### Your instructions
Give back exactly the lines of the material below, starting with the line with "instance of the sky" and going on through the line with "of the overcast".

### Exercise data

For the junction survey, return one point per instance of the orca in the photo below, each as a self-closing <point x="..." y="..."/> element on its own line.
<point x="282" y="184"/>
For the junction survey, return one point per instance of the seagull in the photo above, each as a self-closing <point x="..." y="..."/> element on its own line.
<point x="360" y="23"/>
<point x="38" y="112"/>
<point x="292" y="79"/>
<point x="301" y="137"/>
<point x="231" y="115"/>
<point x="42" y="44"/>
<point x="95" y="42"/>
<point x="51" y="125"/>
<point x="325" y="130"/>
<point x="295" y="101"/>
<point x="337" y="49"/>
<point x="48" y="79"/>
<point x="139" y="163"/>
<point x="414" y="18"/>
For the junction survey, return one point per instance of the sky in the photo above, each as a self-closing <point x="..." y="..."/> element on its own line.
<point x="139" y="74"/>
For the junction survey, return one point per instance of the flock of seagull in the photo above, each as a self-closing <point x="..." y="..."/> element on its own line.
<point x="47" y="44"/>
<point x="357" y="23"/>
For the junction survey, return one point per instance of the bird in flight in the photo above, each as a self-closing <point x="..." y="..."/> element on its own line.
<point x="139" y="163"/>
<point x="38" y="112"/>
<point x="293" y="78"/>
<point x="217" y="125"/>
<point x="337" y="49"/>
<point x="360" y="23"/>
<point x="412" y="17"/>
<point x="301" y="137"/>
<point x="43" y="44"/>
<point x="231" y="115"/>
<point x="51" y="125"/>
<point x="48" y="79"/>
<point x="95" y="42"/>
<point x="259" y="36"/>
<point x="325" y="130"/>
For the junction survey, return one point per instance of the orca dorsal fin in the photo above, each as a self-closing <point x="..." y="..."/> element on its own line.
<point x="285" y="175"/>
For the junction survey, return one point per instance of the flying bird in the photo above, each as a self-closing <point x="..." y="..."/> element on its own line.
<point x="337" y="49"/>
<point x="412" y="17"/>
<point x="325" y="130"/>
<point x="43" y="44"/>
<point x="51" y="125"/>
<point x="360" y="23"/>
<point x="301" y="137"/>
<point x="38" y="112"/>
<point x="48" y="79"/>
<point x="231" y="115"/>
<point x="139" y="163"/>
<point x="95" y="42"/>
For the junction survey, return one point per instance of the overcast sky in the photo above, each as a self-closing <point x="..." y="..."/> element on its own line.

...

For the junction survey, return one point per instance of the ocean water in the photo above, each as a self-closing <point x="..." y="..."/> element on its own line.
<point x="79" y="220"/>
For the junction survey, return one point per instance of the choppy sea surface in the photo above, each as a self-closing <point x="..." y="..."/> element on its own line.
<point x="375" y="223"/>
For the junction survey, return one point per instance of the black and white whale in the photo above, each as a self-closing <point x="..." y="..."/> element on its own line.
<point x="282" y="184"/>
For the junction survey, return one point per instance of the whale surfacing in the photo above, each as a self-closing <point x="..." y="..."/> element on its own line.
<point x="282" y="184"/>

### Solution for this task
For the junction survey, return one point per instance of the sky in the photo above, each as a self-closing <point x="..." y="..."/> element on its own line.
<point x="139" y="74"/>
For the junction survey, return one point per instance of the flock of seagull in the photo above, each as a self-closing <point x="..." y="..."/> element on its own line.
<point x="47" y="44"/>
<point x="357" y="23"/>
For the junction survey, return one point per instance of the bird in flight in the photo above, each as a self-closing <point x="..." y="..."/> element on its own line.
<point x="139" y="163"/>
<point x="38" y="112"/>
<point x="293" y="78"/>
<point x="217" y="125"/>
<point x="337" y="49"/>
<point x="360" y="23"/>
<point x="412" y="17"/>
<point x="301" y="137"/>
<point x="43" y="44"/>
<point x="231" y="115"/>
<point x="51" y="125"/>
<point x="48" y="79"/>
<point x="95" y="42"/>
<point x="259" y="36"/>
<point x="325" y="130"/>
For the junction survey, return one point per instance of the orca dorsal fin in the photo above, each as a self-closing <point x="..." y="..."/> element on its own line.
<point x="285" y="175"/>
For the junction survey, return one point per instance of the flying bird in the photo above, each as a self-closing <point x="..." y="..."/> element on its own line.
<point x="337" y="49"/>
<point x="412" y="17"/>
<point x="325" y="130"/>
<point x="43" y="44"/>
<point x="51" y="125"/>
<point x="360" y="23"/>
<point x="301" y="137"/>
<point x="38" y="112"/>
<point x="48" y="79"/>
<point x="231" y="115"/>
<point x="139" y="163"/>
<point x="95" y="42"/>
For the junction survey, return one point per instance of the overcast sky in the photo above, each as a self-closing <point x="..." y="..."/> element on its own line.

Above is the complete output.